> _EXERCISES TO COMPLETE_:
**a.** Rewrite the paragraph of the public intoxication article beginning "An opinion out of the Texas Court of Criminal Appeals" as a short bulleted list that keeps its main facts.
**b.** According to the public intoxication article, what is the maximum fine for a Class C offense in Texas?
**c.** Continue the public intoxication article from its last sentence.

> _PASSAGE SHOWN_:

────────────────────────────────────────

An opinion out of the Texas Court of Criminal Appeals this week entitled, State of Texas v. Roger Anthony Martinez, discussed probable cause and the offense of public intoxication. So, what is Public Intoxication? In Texas, public intoxication is defined as “a person commits an offense if the person appears in a public place while intoxicated to the degree that the person may endanger the person or another. The Texas Penal Code goes on to state, “for the purposes of this section, a premises licensed or permitted under the Alcoholic Beverage Code is a public place. In addition, “it is a defense to prosecution under this section that the alcohol or other substance was administered for therapeutic purposes and as a part of the person’s professional medical treatment by a licensed physician. Just to let you know, public intoxication is a Class C misdemeanor offense in Texas. The punishment for a Class C offense in Texas is by a fine that is not to exceed $500. Therefore, a place with a permit under the Texas Alcoholic Beverage Code is just what you think it is, a bar. If you are in or around a bar and are intoxicated and may endanger yourself or others you are deemed to have violated the Texas offense of Public Intoxication. As far as the substance being prescribed by a doctor for therapeutic purposes stipulation, you can go ahead and interpret that one on your own. How long has it been since a doctor prescribed alcohol as a viable medical treatment? If this has happened to you please contact me as I would like an appointment with your doctor.

────────────────────────────────────────

> _EXERCISE DATA_:
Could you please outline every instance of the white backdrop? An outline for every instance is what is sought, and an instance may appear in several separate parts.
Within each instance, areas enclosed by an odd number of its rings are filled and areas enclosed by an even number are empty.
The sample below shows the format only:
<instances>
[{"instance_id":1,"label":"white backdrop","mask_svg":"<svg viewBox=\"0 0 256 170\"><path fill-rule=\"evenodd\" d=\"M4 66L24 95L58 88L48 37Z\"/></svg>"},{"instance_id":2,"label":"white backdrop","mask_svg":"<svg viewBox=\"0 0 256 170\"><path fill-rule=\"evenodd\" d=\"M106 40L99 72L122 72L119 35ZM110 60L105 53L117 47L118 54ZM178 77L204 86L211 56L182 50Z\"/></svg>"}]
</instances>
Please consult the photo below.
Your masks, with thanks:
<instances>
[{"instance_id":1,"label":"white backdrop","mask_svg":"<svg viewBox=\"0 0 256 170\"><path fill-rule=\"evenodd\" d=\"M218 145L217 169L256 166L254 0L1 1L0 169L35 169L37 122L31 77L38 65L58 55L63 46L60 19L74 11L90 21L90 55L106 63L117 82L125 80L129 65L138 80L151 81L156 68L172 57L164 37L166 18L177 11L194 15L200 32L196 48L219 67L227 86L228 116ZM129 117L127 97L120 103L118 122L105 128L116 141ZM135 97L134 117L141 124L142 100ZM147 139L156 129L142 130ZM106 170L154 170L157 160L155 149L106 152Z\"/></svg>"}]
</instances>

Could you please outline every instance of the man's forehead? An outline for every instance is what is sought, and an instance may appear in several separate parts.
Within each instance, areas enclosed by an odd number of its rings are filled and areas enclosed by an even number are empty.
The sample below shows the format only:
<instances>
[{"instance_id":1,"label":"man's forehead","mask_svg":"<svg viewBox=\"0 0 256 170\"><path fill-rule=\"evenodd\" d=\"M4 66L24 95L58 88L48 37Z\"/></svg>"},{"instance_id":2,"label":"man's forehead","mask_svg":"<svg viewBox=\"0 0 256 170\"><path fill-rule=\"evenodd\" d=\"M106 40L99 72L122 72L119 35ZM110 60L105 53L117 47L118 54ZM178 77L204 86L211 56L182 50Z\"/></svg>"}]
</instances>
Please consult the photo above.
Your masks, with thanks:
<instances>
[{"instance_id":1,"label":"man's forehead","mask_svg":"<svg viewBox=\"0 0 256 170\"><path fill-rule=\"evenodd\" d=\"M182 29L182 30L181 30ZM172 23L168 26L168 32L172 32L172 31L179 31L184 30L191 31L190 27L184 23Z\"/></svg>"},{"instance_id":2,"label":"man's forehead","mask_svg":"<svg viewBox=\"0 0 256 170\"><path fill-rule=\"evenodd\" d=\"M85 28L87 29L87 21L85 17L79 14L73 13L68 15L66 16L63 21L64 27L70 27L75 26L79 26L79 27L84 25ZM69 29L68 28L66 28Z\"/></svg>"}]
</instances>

────────────────────────────────────────

> _ANSWERS TO THE PROBLEMS_:
**a.**
- The Texas Court of Criminal Appeals issued an opinion this week in State of Texas v. Roger Anthony Martinez, discussing probable cause and public intoxication.
- In Texas, a person commits public intoxication by appearing in a public place while intoxicated to the degree that the person may endanger the person or another.
- A premises licensed or permitted under the Alcoholic Beverage Code, such as a bar, counts as a public place.
- It is a defense if a licensed physician administered the alcohol or other substance for therapeutic purposes as part of the person's professional medical treatment.
- Public intoxication is a Class C misdemeanor, punishable by a fine of no more than $500.
- Being intoxicated in or around a bar while possibly endangering yourself or others violates the law.
- The article doubts that a doctor would prescribe alcohol as a medical treatment and jokingly asks anyone it happened to for a contact so the writer can book an appointment with that doctor.

**b.** $500.

**c.**
The Martinezcase first discussed the burden of the State in a Motion to Suppress. For those of you that don’t know, if you are arrested you have been seized. When this happens, your lawyer must prove to the court that your arrest happened without a warrant. If no warrant was issued, then the burden shifts to the State which must prove the reasonableness of the search or seizure. In Texas under the Code of Criminal Procedure, “a peace officer may arrest an offender without a warrant for any offense committed in his presence or within his view.” So, if a cop sees you break the law with his own eyes, you are toast.
So, what is the big deal here? Apparently, the arresting officer for whatever reason did not testify at the trial. The trial court in this case reasoned the statute above stating that the offense was committed in the officer’s presence or view applied only to the officer who actually made the arrest. As you know that officer was a no show in this matter. Therefore, the motion to suppress was granted.